ENTRIES SHOWN:
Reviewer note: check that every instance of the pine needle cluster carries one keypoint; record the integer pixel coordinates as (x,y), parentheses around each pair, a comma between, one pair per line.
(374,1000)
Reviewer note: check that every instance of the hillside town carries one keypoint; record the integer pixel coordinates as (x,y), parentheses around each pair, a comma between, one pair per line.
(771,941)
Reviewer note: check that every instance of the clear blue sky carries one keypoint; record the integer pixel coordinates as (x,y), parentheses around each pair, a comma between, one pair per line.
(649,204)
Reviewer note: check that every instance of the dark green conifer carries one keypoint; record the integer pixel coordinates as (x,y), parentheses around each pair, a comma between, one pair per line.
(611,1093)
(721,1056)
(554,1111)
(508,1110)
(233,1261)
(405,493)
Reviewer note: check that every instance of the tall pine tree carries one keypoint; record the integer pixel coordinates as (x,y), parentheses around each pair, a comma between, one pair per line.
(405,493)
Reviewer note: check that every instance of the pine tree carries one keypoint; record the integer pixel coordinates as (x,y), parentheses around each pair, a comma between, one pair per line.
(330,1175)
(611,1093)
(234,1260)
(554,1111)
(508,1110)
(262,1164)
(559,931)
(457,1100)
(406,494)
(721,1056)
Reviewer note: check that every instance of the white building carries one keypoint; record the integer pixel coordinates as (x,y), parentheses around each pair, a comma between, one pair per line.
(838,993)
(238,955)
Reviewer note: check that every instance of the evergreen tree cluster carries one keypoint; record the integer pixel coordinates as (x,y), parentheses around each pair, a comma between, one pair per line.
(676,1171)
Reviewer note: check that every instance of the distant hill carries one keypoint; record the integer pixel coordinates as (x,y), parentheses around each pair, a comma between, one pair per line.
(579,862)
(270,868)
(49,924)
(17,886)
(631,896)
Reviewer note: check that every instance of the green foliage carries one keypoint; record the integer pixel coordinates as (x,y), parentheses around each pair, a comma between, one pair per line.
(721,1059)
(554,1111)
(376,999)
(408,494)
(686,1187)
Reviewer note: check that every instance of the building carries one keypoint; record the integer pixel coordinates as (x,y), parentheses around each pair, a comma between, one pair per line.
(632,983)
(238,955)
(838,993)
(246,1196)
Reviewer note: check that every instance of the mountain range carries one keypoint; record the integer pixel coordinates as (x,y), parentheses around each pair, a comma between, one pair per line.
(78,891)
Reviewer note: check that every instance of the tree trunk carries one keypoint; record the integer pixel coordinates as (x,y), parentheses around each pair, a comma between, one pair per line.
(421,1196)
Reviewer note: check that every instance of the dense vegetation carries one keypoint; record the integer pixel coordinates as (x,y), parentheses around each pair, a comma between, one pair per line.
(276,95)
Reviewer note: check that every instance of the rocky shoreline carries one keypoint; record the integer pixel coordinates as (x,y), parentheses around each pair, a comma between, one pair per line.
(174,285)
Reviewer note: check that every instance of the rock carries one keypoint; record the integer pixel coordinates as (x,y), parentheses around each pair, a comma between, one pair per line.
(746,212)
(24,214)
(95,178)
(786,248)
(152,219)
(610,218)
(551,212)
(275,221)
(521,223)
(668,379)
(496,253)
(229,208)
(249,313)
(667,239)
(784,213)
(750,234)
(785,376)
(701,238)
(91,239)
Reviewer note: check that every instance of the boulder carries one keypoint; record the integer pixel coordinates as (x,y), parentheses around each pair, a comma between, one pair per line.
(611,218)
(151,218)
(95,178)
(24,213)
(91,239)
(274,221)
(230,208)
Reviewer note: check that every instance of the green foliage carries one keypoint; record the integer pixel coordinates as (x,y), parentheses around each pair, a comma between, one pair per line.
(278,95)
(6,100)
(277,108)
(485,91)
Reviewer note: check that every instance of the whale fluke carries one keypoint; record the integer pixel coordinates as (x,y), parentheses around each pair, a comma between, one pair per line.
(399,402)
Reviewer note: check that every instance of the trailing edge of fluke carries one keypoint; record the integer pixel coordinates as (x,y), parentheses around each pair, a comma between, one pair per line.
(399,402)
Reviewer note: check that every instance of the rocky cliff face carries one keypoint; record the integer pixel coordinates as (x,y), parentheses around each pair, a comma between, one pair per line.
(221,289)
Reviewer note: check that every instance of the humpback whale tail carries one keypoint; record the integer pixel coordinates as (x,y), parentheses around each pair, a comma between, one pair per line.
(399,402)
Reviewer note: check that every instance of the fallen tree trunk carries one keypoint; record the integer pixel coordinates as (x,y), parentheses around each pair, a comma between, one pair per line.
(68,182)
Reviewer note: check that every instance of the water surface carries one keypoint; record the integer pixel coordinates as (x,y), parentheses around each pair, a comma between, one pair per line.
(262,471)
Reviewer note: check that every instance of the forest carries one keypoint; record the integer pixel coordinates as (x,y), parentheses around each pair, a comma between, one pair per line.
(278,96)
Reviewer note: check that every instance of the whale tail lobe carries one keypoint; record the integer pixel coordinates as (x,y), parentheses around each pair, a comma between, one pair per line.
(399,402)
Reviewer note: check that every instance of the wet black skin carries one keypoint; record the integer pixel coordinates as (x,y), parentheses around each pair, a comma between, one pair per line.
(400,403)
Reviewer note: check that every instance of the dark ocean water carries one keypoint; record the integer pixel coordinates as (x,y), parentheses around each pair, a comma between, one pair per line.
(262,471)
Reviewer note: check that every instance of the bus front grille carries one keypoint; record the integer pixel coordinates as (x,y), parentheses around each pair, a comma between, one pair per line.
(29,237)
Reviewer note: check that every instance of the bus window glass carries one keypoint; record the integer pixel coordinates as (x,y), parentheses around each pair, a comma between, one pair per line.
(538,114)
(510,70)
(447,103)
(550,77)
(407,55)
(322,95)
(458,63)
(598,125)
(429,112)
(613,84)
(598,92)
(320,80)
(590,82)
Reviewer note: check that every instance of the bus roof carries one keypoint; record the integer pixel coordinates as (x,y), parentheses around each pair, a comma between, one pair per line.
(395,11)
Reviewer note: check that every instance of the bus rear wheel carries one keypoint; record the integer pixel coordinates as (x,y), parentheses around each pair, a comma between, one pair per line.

AIM OF THE EXERCISE: Reproduce the data starting at the line that contains "Reviewer note: check that every instance of the dark ocean" and ending at the last line of the data, keeping every request as it stands. In the answers, multiply each coordinate by 1.75 and round it to a whole number, rounding halves up.

WRITTEN SOLUTION:
Reviewer note: check that every instance of the dark ocean water carries one keypoint; record the integer pixel coordinates as (x,y), parentheses around each pair, a comma between, one pair per line.
(459,824)
Reviewer note: check that every instance of the bus front grille carries one keypoint; record the integer pixel coordinates as (x,y), parentheses around each pair, a comma between, one pair per line.
(51,415)
Reviewer note: check that every instance of the bus window glass carries one keypoint; record the integer pixel coordinates as (x,y), parentheses around each pair, a comma between, one pair per line.
(942,200)
(893,123)
(782,180)
(963,135)
(712,96)
(564,166)
(802,110)
(1047,219)
(751,196)
(1073,147)
(1047,161)
(560,140)
(1033,144)
Reviewer note: check that every instance of the bus roof carries one keypoint; record the integer pixel coordinates as (x,y), parentheses around each pair, a comma between, one pair per line.
(691,19)
Reviewer note: check that every instance of the bus rear wheel carries one keypoint; record the integer pixel coordinates as (x,y), parentheses around each pair, a comma between, one pair per line.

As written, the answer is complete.